Dataset items:
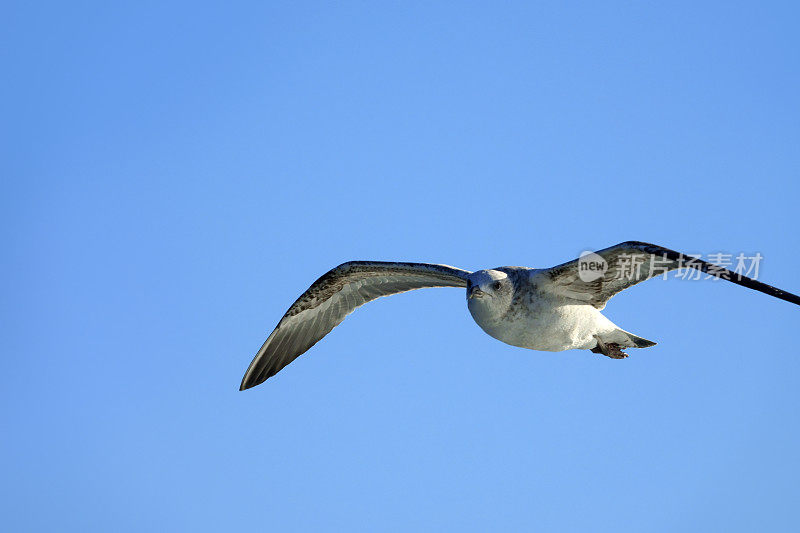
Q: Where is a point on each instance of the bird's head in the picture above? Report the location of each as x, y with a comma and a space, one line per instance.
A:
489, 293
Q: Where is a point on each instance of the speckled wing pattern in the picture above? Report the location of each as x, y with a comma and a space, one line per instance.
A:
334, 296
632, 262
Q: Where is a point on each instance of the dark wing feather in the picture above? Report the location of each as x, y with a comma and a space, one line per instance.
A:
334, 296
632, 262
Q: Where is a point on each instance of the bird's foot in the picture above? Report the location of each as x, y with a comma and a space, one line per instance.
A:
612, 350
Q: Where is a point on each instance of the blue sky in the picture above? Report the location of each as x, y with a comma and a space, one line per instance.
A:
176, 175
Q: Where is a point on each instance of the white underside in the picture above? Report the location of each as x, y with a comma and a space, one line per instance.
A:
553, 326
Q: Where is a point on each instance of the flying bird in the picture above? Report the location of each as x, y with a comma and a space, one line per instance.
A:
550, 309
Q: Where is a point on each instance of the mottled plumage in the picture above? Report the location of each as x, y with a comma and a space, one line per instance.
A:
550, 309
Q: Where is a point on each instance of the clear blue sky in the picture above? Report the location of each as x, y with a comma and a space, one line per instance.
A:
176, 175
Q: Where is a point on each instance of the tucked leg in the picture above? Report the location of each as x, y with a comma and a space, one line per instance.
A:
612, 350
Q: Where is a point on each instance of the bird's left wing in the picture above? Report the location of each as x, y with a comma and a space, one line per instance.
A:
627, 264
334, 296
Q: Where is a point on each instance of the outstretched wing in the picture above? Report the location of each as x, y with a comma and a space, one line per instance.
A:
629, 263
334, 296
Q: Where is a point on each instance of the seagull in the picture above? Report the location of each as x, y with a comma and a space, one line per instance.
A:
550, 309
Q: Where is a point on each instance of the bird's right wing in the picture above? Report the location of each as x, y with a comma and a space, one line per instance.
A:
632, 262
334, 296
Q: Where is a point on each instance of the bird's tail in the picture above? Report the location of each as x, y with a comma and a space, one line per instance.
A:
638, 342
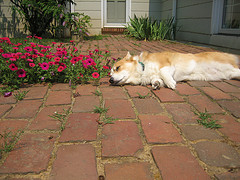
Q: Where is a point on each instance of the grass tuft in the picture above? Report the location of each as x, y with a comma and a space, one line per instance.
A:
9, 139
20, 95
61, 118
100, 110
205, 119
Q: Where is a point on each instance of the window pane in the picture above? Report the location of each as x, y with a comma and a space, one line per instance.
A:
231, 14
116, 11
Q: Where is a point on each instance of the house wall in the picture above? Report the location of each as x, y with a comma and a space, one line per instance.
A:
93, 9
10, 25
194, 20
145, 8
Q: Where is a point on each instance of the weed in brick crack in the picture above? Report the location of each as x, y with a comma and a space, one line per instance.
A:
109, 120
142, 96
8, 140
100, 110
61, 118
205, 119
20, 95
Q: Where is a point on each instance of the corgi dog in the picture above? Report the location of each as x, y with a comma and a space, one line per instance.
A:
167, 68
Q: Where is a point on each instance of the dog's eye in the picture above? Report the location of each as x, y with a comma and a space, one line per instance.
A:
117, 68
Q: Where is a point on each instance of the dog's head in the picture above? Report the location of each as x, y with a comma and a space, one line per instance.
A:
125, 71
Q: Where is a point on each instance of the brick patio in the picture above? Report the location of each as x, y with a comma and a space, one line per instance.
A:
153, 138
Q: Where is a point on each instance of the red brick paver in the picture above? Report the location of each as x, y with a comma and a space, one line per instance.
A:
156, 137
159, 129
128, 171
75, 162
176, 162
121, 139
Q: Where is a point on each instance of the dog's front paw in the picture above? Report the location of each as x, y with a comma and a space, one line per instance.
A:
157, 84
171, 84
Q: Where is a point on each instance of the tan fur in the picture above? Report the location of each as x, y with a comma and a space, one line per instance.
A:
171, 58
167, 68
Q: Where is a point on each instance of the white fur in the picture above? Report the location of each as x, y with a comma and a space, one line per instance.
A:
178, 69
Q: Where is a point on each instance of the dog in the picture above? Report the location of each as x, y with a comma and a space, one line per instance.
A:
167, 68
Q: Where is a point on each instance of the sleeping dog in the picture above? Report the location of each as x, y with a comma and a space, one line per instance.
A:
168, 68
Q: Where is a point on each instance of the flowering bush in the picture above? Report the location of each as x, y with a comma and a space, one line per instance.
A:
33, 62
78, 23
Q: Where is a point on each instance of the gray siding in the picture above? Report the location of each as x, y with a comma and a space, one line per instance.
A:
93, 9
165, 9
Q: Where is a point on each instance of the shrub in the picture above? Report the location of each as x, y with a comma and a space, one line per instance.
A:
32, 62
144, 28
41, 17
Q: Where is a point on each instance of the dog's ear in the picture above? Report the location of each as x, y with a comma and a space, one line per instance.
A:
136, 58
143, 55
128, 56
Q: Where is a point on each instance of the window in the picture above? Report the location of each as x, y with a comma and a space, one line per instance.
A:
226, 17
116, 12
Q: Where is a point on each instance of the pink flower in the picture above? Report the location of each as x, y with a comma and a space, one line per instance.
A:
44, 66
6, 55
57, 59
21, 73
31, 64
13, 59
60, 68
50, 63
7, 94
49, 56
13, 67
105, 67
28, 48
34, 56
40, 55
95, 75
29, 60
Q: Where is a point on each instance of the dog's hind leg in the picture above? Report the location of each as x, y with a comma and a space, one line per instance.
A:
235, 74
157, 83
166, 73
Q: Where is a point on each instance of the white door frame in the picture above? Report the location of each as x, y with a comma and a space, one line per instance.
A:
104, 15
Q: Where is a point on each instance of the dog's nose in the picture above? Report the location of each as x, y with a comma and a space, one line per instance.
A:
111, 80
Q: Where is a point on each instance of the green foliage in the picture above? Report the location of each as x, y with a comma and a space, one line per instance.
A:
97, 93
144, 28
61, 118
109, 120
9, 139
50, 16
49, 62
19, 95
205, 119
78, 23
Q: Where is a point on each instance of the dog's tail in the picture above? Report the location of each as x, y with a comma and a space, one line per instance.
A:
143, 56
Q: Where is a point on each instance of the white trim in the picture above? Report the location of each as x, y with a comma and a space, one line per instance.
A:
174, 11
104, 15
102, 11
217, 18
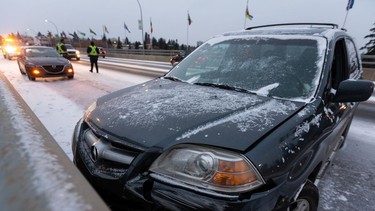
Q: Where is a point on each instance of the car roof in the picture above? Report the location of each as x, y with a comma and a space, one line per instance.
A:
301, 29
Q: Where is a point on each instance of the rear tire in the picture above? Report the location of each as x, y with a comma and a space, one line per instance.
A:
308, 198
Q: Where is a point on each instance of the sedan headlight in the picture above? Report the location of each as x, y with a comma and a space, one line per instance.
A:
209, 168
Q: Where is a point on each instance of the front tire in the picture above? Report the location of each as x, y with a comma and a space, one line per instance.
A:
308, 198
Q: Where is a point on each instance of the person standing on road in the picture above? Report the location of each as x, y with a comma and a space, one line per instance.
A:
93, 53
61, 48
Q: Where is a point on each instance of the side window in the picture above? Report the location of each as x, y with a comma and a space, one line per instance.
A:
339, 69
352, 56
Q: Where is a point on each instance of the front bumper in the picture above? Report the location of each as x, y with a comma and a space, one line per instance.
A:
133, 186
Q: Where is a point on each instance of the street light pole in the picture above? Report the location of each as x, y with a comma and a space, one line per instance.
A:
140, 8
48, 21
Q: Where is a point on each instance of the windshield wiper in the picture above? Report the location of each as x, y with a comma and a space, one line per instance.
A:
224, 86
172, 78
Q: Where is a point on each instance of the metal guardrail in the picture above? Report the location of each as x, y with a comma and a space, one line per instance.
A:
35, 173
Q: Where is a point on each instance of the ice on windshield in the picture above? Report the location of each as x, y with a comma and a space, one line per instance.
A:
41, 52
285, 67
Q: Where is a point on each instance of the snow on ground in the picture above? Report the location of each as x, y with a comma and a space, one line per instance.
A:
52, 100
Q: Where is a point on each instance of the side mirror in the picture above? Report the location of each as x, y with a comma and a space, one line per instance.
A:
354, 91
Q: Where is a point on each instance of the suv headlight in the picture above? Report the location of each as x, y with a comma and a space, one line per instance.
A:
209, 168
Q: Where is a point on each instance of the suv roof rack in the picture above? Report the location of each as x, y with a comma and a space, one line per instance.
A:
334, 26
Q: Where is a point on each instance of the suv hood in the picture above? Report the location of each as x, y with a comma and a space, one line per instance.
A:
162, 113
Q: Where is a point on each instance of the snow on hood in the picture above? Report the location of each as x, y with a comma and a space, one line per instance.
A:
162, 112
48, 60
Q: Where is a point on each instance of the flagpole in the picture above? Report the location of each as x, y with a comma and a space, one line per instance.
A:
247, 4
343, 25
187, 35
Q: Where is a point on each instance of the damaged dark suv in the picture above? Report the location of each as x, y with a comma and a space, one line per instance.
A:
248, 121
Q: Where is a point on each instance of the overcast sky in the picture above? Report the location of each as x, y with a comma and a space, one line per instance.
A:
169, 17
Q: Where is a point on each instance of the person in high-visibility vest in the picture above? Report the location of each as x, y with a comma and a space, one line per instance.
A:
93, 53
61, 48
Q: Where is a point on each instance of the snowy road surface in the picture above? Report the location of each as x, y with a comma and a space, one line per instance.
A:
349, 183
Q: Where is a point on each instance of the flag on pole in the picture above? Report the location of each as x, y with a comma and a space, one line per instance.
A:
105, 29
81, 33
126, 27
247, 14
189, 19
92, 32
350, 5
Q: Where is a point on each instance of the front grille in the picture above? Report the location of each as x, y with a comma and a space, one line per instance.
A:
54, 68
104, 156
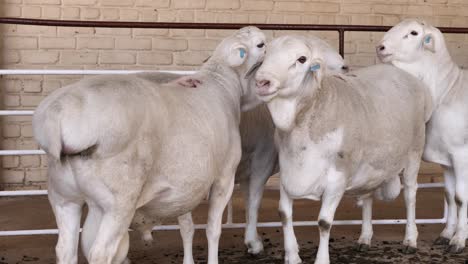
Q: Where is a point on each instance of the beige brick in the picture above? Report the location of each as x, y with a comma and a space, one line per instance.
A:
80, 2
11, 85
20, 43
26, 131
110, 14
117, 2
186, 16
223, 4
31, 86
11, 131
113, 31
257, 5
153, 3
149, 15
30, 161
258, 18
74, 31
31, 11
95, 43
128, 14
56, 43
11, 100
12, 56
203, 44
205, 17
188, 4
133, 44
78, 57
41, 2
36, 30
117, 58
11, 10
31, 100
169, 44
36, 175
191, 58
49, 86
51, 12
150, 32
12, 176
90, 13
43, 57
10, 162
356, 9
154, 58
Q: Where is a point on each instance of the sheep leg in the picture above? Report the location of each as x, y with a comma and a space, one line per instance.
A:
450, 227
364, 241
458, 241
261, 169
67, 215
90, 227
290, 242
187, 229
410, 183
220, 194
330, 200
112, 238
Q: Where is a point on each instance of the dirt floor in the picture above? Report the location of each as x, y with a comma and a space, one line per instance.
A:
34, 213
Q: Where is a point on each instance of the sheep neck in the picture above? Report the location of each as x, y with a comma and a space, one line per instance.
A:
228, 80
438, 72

WHAT YOU WILL DO:
All lines holding the word "headlight" must be copied from the data.

OUTPUT OF THE EXERCISE:
Q: Where is a point on each instance of the sedan headlight in the picture above? Report the location of each as x, y with a comma and a space, one line per instance.
Q: Where is a point on each instance of the suv headlight in the picture above? Report the location of each as x, y with a comma and a space, one line per instance.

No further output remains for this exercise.